__GOAL__. Pull out every line of the material below that contains the word "wing", and copy each one in full.

*** PROVIDED RECORDS

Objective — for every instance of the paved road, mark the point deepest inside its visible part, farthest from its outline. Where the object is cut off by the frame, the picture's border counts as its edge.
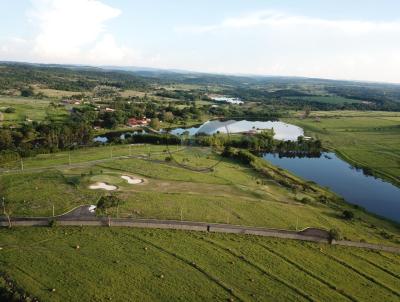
(83, 216)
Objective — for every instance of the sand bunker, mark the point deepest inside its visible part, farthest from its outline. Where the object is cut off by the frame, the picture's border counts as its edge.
(102, 186)
(132, 180)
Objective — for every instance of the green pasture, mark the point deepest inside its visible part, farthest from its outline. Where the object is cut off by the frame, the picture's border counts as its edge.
(369, 140)
(29, 109)
(230, 193)
(122, 264)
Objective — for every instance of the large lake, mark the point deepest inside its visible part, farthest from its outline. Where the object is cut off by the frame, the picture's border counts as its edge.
(283, 131)
(375, 195)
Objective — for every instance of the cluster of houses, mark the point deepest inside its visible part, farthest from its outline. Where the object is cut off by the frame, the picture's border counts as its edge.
(133, 122)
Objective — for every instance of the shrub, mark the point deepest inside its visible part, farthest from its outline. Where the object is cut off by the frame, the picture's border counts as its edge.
(74, 180)
(305, 200)
(109, 201)
(9, 110)
(52, 223)
(334, 234)
(348, 215)
(386, 235)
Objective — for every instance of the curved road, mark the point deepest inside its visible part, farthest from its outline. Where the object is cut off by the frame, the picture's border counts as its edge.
(84, 216)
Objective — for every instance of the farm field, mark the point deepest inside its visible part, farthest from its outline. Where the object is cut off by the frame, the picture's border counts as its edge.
(328, 99)
(366, 139)
(231, 193)
(188, 266)
(29, 109)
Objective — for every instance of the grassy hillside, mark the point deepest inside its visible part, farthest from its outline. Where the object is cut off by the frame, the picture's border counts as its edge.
(231, 193)
(152, 265)
(366, 139)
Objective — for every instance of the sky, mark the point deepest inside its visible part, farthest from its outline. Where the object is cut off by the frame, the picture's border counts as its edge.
(341, 39)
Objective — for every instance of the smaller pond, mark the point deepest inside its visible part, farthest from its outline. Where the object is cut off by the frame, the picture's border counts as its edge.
(283, 131)
(375, 195)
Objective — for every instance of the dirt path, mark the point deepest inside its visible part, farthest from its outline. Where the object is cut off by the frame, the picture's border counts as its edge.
(83, 216)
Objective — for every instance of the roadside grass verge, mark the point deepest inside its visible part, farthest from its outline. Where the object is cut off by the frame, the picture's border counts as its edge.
(155, 265)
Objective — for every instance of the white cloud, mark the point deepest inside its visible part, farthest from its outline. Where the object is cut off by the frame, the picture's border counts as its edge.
(269, 18)
(277, 43)
(68, 26)
(72, 32)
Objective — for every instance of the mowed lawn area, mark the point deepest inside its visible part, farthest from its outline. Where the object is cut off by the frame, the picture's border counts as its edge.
(366, 139)
(122, 264)
(29, 109)
(231, 193)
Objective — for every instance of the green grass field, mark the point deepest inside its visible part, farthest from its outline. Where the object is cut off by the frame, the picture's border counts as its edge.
(122, 264)
(29, 109)
(232, 193)
(366, 139)
(328, 99)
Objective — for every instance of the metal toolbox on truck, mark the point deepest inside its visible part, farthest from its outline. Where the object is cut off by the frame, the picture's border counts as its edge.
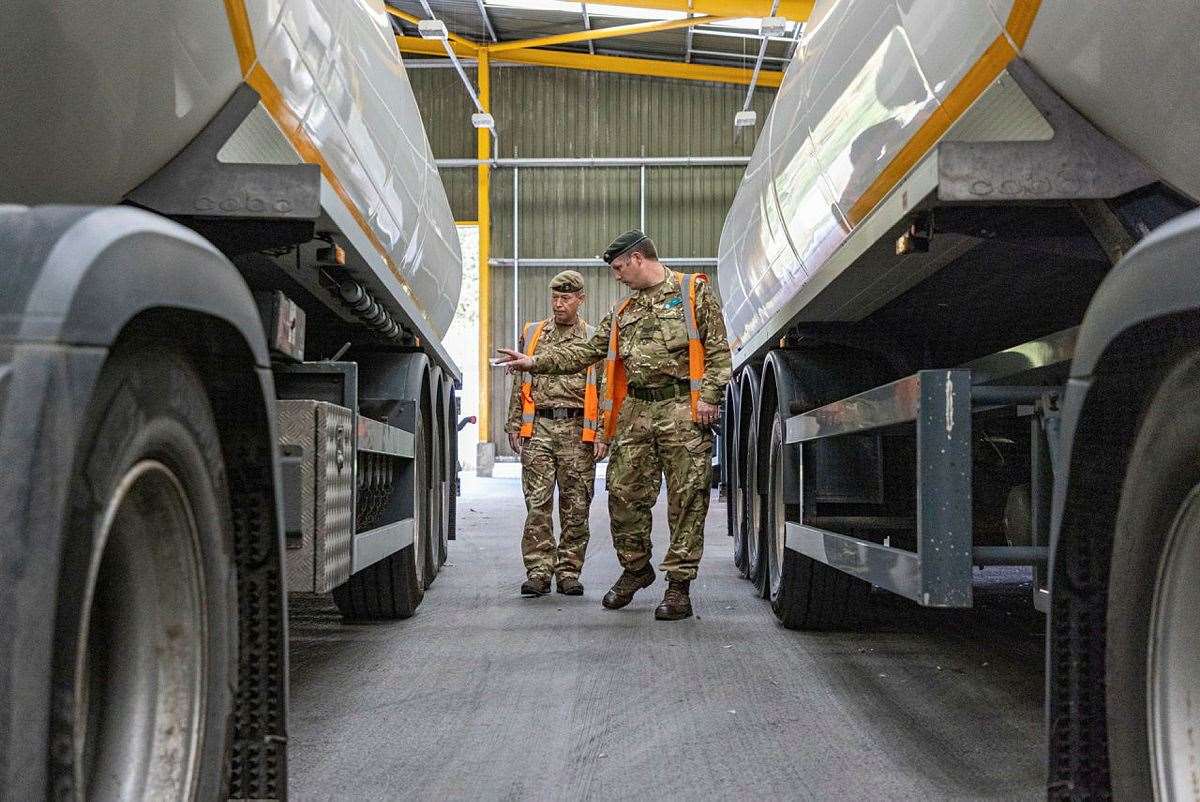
(323, 435)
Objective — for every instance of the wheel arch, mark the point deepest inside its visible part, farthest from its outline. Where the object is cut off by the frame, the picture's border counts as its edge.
(748, 400)
(1143, 319)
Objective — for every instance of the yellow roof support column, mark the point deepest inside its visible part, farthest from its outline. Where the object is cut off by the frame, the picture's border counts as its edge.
(484, 214)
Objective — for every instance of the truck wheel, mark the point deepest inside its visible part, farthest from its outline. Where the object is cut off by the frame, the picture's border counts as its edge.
(437, 521)
(394, 587)
(448, 519)
(1152, 653)
(804, 593)
(733, 484)
(751, 515)
(145, 650)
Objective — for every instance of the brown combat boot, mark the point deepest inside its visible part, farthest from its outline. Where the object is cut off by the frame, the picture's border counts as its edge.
(676, 602)
(535, 586)
(569, 586)
(629, 584)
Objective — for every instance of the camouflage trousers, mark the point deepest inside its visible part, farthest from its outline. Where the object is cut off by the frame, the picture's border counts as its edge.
(655, 440)
(556, 455)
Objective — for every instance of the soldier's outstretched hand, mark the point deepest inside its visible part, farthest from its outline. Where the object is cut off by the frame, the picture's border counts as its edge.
(515, 360)
(707, 413)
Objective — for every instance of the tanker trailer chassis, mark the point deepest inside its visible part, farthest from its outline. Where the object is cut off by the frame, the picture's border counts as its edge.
(174, 467)
(1013, 383)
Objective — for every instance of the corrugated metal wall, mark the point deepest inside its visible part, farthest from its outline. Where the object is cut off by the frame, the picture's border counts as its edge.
(576, 211)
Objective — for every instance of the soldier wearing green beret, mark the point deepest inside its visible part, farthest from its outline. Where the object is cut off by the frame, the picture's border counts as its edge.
(666, 360)
(553, 425)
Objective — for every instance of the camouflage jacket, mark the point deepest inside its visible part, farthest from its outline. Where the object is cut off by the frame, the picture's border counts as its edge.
(653, 341)
(562, 390)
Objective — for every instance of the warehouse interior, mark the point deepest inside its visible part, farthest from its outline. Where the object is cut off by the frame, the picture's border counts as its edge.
(649, 83)
(606, 118)
(567, 400)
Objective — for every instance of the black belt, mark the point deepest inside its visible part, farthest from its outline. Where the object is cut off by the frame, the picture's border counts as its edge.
(559, 413)
(660, 393)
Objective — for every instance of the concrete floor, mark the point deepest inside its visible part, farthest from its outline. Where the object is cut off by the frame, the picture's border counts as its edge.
(486, 695)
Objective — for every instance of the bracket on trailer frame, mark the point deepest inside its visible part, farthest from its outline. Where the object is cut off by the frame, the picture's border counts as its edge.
(1077, 162)
(941, 404)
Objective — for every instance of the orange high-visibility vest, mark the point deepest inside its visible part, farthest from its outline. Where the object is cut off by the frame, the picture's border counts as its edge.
(591, 396)
(616, 384)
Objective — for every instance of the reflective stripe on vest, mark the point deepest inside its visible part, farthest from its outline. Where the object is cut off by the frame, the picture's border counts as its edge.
(591, 395)
(617, 384)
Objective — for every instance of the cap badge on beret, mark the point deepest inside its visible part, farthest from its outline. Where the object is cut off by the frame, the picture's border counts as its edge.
(568, 281)
(623, 244)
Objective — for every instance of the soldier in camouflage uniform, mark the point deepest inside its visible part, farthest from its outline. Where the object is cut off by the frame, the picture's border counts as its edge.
(657, 434)
(556, 454)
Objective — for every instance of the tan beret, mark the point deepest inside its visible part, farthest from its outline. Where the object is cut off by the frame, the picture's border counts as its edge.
(568, 281)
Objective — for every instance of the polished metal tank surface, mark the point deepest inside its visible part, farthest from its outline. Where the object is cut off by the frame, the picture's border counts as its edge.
(100, 97)
(877, 84)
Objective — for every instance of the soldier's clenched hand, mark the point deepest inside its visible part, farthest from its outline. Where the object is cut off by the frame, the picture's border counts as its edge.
(516, 360)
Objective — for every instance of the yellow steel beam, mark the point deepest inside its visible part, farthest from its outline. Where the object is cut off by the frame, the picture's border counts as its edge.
(484, 214)
(409, 18)
(607, 33)
(795, 10)
(653, 67)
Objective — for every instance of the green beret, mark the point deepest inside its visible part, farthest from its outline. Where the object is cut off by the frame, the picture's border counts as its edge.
(623, 244)
(568, 281)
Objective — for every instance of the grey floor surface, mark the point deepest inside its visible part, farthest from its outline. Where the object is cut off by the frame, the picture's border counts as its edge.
(486, 695)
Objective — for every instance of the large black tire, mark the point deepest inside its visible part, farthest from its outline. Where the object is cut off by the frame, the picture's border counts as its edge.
(394, 587)
(147, 618)
(745, 545)
(754, 507)
(1155, 580)
(804, 593)
(732, 483)
(433, 504)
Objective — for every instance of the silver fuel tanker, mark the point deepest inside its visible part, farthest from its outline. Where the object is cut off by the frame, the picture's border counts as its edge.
(228, 265)
(960, 276)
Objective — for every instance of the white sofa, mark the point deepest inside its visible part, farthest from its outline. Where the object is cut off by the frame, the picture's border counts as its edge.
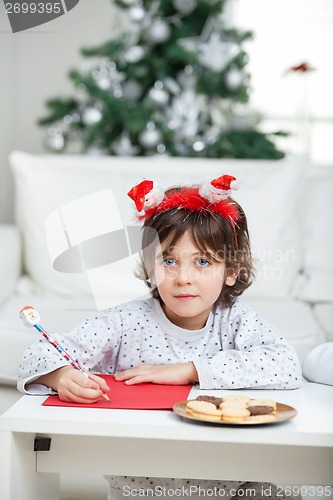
(288, 203)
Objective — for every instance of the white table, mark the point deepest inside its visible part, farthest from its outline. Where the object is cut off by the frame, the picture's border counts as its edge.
(160, 443)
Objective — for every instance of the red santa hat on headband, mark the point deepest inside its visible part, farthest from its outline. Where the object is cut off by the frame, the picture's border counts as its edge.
(146, 195)
(219, 189)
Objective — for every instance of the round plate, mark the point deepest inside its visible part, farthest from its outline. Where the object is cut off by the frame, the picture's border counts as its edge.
(283, 412)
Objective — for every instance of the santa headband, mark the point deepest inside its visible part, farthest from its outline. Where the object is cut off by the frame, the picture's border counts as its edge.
(209, 197)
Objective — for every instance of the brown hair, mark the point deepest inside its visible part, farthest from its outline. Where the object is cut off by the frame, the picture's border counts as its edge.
(209, 232)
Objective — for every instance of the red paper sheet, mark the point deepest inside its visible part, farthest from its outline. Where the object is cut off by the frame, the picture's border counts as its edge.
(133, 397)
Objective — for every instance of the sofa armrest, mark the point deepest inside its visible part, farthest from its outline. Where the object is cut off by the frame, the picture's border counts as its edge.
(10, 259)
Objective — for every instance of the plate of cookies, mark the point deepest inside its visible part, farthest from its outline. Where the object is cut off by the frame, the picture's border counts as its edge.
(235, 410)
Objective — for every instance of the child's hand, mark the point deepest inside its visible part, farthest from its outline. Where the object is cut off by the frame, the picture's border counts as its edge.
(75, 387)
(177, 374)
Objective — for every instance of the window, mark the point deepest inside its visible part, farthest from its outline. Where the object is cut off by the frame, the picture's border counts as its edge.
(286, 34)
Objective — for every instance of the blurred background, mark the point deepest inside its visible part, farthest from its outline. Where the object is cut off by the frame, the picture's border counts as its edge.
(288, 62)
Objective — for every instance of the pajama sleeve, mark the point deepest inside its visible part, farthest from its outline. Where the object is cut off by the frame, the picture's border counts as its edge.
(252, 356)
(93, 344)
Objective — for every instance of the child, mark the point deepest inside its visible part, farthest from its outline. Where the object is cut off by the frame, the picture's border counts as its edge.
(196, 260)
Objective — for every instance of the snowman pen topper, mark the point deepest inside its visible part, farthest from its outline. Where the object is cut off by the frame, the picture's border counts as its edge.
(31, 318)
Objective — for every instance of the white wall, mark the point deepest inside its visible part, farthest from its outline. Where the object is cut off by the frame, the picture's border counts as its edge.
(33, 68)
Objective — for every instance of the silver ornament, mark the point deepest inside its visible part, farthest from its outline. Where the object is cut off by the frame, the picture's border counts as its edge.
(159, 31)
(198, 146)
(91, 115)
(215, 54)
(234, 79)
(158, 95)
(134, 54)
(132, 90)
(185, 6)
(150, 137)
(136, 14)
(95, 151)
(124, 147)
(55, 139)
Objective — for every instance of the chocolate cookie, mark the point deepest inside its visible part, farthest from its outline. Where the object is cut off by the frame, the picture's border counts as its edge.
(210, 399)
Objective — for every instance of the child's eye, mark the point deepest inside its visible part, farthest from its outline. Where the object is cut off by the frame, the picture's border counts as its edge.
(202, 262)
(169, 262)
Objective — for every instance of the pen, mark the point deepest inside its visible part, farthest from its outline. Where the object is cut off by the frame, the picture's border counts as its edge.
(30, 317)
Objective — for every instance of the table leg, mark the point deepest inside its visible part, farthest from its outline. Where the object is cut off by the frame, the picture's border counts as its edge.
(18, 475)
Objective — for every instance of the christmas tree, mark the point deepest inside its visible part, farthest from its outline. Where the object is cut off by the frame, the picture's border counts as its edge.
(175, 83)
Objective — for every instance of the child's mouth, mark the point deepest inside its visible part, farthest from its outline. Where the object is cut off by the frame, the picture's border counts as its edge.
(185, 296)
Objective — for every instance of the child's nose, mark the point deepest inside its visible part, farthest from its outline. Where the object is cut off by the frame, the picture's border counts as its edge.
(184, 275)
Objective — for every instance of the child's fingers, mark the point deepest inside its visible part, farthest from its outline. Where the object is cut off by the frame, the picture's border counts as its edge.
(100, 381)
(77, 394)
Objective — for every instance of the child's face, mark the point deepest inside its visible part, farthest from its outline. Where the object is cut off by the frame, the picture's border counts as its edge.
(189, 283)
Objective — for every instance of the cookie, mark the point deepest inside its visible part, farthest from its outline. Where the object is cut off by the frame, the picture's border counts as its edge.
(203, 408)
(262, 402)
(205, 416)
(236, 400)
(234, 413)
(260, 410)
(261, 419)
(210, 399)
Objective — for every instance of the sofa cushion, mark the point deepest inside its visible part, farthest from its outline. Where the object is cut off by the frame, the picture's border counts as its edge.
(57, 315)
(10, 259)
(268, 194)
(324, 315)
(316, 283)
(294, 321)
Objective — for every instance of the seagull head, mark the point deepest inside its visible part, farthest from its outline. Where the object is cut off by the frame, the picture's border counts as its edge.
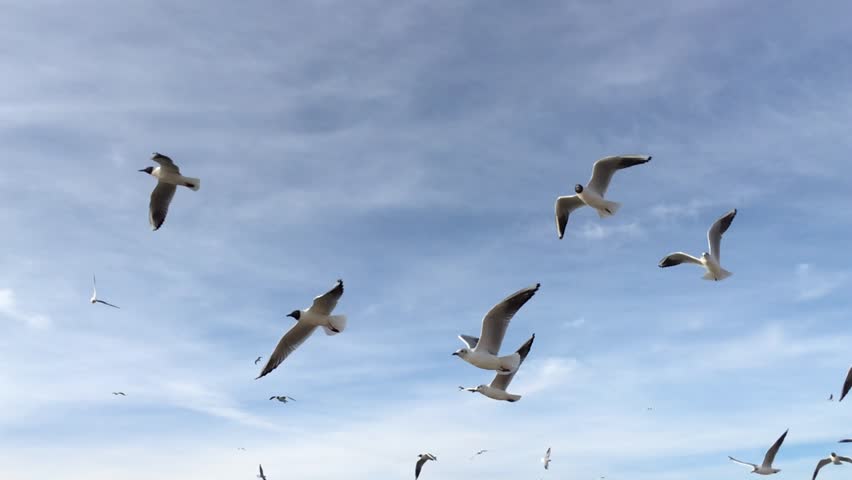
(462, 352)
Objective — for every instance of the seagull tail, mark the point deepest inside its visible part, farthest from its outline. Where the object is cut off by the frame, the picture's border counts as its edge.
(336, 324)
(193, 183)
(609, 209)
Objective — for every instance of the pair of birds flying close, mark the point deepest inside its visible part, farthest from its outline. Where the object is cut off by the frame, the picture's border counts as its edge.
(483, 352)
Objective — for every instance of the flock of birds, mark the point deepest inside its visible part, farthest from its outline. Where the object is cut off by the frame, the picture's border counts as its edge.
(484, 351)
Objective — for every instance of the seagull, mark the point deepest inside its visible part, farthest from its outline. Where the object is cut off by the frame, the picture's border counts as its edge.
(847, 385)
(94, 299)
(710, 261)
(593, 193)
(482, 352)
(546, 459)
(766, 468)
(318, 314)
(497, 389)
(478, 453)
(282, 398)
(421, 459)
(833, 458)
(168, 178)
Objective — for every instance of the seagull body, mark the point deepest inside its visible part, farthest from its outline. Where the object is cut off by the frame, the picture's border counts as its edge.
(497, 389)
(546, 459)
(832, 459)
(94, 298)
(483, 352)
(847, 385)
(168, 178)
(282, 398)
(594, 191)
(710, 261)
(421, 459)
(766, 467)
(317, 315)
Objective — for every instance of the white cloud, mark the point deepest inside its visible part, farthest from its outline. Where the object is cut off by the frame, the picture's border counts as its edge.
(9, 309)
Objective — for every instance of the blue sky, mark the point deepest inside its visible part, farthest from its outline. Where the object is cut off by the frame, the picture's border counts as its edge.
(415, 150)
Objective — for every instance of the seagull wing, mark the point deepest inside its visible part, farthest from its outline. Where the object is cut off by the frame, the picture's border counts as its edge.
(496, 321)
(564, 207)
(502, 381)
(605, 168)
(773, 450)
(165, 162)
(822, 463)
(714, 235)
(742, 463)
(326, 302)
(107, 303)
(677, 258)
(161, 197)
(847, 385)
(419, 466)
(288, 343)
(469, 341)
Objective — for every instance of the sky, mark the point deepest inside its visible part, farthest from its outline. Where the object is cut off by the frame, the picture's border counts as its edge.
(415, 150)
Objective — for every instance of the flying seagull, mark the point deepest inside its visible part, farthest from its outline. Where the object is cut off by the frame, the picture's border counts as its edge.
(847, 385)
(95, 299)
(497, 389)
(833, 458)
(710, 261)
(766, 468)
(593, 193)
(168, 178)
(317, 315)
(546, 459)
(478, 454)
(282, 398)
(421, 459)
(482, 352)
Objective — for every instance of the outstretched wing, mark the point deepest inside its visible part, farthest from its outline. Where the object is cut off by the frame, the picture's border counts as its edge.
(496, 321)
(288, 343)
(714, 235)
(677, 258)
(564, 207)
(773, 450)
(326, 302)
(605, 168)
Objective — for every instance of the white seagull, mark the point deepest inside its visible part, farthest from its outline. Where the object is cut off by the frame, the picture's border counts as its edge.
(282, 398)
(317, 315)
(593, 193)
(834, 459)
(94, 298)
(766, 467)
(168, 178)
(482, 352)
(421, 459)
(497, 389)
(546, 459)
(710, 261)
(847, 385)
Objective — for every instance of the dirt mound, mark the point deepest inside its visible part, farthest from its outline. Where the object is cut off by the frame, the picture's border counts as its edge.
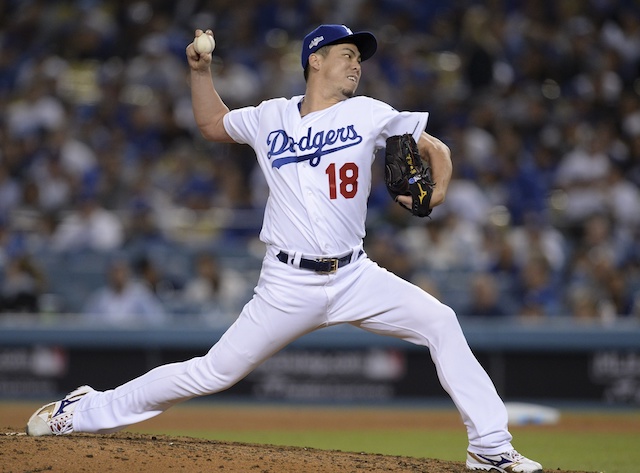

******

__TASK RESPONSE__.
Objective — for every instance of the seagull wing, mark the point deepest inside its visible part, farthest from its outline. Where the object is cut off by the frame, the picture's border counts as its edge.
Objective — for every instance of the outstretched wing, mark the point deepest inside its visible part, farthest from its outline. Where the object is cut off by the frame, the picture's border counts as its edge.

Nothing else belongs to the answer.